>> begin

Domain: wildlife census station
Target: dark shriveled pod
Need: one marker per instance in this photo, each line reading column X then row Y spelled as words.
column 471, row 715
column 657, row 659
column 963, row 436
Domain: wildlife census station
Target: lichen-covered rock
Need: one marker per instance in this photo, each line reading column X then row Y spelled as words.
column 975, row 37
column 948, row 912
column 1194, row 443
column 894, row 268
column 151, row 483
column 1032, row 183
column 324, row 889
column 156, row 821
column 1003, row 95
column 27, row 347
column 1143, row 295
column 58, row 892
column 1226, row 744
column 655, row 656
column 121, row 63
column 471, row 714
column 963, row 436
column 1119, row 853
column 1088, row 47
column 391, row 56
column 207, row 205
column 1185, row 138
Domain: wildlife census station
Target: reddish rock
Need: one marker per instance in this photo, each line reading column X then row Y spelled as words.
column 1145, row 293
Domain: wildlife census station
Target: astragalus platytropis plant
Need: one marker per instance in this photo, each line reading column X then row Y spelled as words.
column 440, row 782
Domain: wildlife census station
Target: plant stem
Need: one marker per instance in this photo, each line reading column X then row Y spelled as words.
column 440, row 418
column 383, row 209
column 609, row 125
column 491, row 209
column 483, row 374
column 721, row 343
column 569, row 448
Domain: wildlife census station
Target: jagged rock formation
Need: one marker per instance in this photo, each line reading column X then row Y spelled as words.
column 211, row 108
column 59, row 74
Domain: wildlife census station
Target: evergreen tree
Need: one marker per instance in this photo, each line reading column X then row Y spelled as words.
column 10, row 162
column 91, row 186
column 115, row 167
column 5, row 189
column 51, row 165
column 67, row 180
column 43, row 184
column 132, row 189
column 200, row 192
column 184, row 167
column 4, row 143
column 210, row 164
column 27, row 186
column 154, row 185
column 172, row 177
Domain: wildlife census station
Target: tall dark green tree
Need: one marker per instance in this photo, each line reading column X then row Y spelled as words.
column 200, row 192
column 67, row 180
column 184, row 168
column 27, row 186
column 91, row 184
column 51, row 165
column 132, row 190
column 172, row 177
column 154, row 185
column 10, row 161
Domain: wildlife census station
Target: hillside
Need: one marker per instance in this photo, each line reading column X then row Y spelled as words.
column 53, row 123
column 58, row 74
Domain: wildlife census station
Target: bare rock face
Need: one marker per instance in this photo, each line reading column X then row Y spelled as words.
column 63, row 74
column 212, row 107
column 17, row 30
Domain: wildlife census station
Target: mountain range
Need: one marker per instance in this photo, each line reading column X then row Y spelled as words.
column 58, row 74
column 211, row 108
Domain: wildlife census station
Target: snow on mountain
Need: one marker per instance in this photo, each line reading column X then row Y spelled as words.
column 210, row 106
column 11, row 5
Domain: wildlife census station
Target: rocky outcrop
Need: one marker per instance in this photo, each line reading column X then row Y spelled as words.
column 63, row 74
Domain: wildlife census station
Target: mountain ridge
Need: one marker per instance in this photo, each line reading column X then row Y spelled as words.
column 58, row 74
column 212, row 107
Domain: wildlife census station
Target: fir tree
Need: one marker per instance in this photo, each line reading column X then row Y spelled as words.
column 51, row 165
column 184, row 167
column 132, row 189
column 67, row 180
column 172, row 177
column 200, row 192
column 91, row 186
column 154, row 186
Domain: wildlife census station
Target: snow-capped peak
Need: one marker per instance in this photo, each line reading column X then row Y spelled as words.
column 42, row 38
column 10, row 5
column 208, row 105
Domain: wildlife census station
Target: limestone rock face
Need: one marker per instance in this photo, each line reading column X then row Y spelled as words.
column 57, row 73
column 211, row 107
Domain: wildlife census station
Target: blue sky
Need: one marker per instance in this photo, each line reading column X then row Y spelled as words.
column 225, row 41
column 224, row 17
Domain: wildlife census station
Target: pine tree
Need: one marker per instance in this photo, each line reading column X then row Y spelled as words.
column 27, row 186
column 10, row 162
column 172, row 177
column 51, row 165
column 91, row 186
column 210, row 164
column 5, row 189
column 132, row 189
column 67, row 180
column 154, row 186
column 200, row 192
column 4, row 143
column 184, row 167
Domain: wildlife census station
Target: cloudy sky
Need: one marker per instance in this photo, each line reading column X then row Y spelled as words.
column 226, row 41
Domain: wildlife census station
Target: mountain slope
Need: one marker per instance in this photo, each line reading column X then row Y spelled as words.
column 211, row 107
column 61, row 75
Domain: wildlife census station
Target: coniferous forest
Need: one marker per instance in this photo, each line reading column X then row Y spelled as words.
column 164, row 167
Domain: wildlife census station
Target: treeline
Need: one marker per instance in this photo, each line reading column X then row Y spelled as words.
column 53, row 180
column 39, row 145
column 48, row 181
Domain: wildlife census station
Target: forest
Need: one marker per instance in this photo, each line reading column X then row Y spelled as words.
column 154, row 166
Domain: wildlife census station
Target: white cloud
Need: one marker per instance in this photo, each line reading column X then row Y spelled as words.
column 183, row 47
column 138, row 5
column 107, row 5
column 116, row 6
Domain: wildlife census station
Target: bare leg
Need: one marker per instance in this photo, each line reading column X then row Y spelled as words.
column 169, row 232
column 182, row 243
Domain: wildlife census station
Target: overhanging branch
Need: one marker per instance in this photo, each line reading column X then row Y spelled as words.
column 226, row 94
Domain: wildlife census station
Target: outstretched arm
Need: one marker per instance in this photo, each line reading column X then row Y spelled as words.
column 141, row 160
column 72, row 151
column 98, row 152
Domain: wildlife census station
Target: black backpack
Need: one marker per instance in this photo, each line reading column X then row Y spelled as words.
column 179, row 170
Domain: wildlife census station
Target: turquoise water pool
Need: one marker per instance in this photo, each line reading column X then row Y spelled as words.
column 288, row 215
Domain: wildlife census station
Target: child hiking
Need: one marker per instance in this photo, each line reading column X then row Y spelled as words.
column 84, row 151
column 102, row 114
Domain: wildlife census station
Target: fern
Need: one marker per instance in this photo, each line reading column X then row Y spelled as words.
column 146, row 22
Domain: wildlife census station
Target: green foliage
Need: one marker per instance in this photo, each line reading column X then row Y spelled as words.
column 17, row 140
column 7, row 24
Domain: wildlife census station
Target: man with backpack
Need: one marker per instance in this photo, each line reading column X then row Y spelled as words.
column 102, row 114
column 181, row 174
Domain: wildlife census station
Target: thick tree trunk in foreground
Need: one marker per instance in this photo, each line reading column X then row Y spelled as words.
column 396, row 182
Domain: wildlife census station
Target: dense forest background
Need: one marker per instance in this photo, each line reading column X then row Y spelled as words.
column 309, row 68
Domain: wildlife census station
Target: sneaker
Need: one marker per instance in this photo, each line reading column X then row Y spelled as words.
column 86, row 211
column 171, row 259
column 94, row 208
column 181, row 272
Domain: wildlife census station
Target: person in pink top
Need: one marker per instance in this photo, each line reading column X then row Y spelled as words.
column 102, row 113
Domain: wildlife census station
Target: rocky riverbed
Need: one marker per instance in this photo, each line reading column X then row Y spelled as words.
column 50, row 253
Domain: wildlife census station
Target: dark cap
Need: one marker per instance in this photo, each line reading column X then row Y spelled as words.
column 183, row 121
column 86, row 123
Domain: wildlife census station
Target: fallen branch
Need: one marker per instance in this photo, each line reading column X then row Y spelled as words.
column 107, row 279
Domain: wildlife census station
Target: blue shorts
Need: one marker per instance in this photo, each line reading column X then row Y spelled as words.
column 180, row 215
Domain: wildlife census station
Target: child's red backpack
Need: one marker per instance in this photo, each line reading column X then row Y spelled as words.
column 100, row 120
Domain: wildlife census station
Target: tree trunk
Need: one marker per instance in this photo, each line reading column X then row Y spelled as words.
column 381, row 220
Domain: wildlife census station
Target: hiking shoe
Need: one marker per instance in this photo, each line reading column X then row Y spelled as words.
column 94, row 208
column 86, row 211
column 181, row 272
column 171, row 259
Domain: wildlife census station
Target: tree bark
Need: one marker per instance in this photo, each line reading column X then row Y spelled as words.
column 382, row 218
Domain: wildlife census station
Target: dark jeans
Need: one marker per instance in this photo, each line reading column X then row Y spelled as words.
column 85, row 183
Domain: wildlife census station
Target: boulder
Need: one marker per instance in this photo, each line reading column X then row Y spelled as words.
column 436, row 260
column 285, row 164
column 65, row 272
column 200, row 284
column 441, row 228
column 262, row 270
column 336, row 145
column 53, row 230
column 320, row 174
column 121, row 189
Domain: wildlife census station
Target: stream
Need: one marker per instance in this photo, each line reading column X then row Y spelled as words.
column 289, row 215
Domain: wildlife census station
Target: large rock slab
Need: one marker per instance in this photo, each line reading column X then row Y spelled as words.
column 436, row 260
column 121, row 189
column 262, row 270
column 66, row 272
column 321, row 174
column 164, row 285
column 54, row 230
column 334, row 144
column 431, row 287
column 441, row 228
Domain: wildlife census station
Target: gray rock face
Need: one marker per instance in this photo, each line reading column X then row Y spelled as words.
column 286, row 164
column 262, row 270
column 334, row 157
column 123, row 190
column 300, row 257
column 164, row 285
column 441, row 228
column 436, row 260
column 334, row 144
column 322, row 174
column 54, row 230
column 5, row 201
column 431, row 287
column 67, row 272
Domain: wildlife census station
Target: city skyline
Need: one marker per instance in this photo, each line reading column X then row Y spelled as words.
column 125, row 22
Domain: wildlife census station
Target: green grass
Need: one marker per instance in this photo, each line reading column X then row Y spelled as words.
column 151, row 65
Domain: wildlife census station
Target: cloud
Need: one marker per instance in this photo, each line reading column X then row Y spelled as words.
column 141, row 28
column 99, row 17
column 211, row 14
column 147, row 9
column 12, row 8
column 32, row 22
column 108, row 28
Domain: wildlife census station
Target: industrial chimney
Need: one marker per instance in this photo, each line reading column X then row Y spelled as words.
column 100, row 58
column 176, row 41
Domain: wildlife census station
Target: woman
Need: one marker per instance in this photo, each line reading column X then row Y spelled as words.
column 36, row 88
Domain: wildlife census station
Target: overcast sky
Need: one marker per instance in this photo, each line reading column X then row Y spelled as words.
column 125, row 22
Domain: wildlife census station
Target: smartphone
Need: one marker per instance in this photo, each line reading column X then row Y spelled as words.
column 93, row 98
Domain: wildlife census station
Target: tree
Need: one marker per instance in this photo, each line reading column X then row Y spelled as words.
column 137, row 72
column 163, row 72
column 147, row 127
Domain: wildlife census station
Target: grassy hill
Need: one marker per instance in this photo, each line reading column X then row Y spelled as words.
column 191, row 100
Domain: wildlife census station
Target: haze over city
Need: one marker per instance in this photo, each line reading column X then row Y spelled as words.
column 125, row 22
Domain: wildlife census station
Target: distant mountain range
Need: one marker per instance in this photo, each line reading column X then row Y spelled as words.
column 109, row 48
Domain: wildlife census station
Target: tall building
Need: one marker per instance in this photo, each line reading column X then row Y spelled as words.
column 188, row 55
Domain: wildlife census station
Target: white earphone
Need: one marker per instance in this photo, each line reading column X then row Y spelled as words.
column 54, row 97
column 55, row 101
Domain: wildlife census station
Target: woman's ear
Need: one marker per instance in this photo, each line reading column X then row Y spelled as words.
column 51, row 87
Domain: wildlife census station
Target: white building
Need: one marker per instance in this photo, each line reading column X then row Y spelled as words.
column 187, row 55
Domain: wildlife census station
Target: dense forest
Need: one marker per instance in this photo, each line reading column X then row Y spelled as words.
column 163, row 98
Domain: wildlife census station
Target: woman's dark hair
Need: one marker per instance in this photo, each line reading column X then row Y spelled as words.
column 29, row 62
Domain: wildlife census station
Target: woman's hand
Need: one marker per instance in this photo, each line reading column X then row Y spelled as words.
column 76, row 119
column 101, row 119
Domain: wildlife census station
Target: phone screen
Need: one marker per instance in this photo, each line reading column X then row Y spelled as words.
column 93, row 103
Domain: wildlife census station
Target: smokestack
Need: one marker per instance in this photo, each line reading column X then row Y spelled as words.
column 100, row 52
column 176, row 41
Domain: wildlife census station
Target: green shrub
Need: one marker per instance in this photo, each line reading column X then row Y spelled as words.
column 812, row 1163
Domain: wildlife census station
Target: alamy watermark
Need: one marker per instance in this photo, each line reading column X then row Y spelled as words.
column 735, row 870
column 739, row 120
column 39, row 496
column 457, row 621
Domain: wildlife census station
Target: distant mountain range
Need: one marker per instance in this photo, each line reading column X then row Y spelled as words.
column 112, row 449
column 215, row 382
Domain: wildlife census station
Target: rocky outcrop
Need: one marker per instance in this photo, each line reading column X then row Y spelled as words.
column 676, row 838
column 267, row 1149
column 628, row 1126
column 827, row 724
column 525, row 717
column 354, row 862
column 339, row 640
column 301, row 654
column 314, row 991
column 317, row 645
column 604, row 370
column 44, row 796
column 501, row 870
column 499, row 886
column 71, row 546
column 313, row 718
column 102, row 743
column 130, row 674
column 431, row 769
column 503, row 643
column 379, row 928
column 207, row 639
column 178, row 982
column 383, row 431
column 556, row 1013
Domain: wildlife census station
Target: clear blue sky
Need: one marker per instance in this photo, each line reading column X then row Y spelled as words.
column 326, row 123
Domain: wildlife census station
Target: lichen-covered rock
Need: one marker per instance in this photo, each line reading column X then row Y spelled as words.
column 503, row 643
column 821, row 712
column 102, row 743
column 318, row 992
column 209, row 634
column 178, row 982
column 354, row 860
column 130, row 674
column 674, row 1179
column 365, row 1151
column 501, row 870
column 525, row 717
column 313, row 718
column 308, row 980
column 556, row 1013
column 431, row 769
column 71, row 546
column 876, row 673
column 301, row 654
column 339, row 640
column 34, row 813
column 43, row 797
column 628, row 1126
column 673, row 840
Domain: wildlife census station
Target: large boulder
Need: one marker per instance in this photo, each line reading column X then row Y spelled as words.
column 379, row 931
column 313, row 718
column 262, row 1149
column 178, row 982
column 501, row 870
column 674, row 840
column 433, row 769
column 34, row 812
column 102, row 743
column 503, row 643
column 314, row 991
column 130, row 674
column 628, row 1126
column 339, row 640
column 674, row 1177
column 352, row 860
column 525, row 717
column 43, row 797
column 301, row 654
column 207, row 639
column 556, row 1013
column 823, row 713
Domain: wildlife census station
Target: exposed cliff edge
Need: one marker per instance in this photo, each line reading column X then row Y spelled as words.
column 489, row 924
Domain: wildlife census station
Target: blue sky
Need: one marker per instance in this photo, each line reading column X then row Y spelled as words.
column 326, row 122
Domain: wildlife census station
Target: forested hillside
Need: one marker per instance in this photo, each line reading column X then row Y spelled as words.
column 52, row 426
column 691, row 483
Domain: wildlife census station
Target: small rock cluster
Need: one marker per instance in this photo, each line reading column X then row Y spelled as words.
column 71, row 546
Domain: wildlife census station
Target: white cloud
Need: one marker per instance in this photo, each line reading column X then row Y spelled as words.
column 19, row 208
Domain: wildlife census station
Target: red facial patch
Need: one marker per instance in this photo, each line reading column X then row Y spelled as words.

>> end

Stated exercise — List every line of the data above that contains the string "dark", treating case as significant.

Exercise output —
Target: dark shriveled pod
Target: tall dark green tree
Target: dark cap
Target: dark jeans
Target: woman's dark hair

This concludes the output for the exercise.